* Request
Can you reproduce the records below with every "receives" replaced by "gets" and nothing else altered?

[Segmentation dataset records]
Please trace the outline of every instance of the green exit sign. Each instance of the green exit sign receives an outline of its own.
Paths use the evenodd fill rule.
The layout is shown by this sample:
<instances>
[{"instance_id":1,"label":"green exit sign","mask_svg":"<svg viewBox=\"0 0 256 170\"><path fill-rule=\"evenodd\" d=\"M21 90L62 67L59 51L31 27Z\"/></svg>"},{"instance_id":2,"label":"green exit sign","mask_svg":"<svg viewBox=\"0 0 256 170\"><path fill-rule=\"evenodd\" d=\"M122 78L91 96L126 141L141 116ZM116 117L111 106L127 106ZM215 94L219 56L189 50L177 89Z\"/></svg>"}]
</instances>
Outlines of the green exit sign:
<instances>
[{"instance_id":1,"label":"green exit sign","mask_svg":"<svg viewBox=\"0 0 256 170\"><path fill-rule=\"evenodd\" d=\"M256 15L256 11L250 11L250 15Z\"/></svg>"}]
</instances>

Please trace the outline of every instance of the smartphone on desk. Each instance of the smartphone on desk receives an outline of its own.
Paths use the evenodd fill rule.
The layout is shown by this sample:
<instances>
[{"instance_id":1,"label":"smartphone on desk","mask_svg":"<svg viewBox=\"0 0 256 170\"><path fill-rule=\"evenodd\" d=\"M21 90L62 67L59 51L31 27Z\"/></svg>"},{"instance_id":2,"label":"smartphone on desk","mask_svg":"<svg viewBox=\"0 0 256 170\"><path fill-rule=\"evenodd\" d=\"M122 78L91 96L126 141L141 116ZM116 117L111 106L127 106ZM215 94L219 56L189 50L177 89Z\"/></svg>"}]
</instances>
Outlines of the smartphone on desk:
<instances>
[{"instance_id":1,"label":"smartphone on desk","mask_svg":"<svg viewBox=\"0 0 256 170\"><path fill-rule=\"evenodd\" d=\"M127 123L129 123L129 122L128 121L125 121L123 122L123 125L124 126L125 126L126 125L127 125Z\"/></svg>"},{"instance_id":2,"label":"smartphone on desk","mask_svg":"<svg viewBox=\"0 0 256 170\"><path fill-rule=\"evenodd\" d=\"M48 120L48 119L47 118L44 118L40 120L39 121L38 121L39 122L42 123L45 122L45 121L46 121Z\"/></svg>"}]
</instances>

* Exercise result
Please trace the outline of every instance of the green exit sign. Each instance of the green exit sign gets an outline of its own.
Paths use the evenodd fill rule.
The layout is shown by this sample:
<instances>
[{"instance_id":1,"label":"green exit sign","mask_svg":"<svg viewBox=\"0 0 256 170\"><path fill-rule=\"evenodd\" d=\"M21 90L62 67L59 51L31 27Z\"/></svg>"},{"instance_id":2,"label":"green exit sign","mask_svg":"<svg viewBox=\"0 0 256 170\"><path fill-rule=\"evenodd\" d=\"M122 78L91 96L126 141L141 116ZM116 117L111 106L127 106ZM215 94L219 56L189 50L177 89Z\"/></svg>"}]
</instances>
Outlines of the green exit sign:
<instances>
[{"instance_id":1,"label":"green exit sign","mask_svg":"<svg viewBox=\"0 0 256 170\"><path fill-rule=\"evenodd\" d=\"M256 15L256 11L250 11L250 15Z\"/></svg>"}]
</instances>

Please trace the outline of every instance of the smartphone on desk. Each instance of the smartphone on desk gets an outline of its own.
Paths use the evenodd fill rule.
The layout is shown by this sample:
<instances>
[{"instance_id":1,"label":"smartphone on desk","mask_svg":"<svg viewBox=\"0 0 256 170\"><path fill-rule=\"evenodd\" d=\"M21 90L62 67L59 51L31 27Z\"/></svg>"},{"instance_id":2,"label":"smartphone on desk","mask_svg":"<svg viewBox=\"0 0 256 170\"><path fill-rule=\"evenodd\" d=\"M122 78L91 96L126 141L141 116ZM116 117L111 106L127 106ZM215 94L219 56L189 50L177 89Z\"/></svg>"}]
</instances>
Outlines of the smartphone on desk:
<instances>
[{"instance_id":1,"label":"smartphone on desk","mask_svg":"<svg viewBox=\"0 0 256 170\"><path fill-rule=\"evenodd\" d=\"M127 123L129 123L129 122L128 121L125 121L123 122L123 125L124 126L125 126L126 125L127 125Z\"/></svg>"},{"instance_id":2,"label":"smartphone on desk","mask_svg":"<svg viewBox=\"0 0 256 170\"><path fill-rule=\"evenodd\" d=\"M48 120L48 119L47 118L44 118L40 120L39 121L38 121L39 122L42 123L45 122L45 121L46 121Z\"/></svg>"}]
</instances>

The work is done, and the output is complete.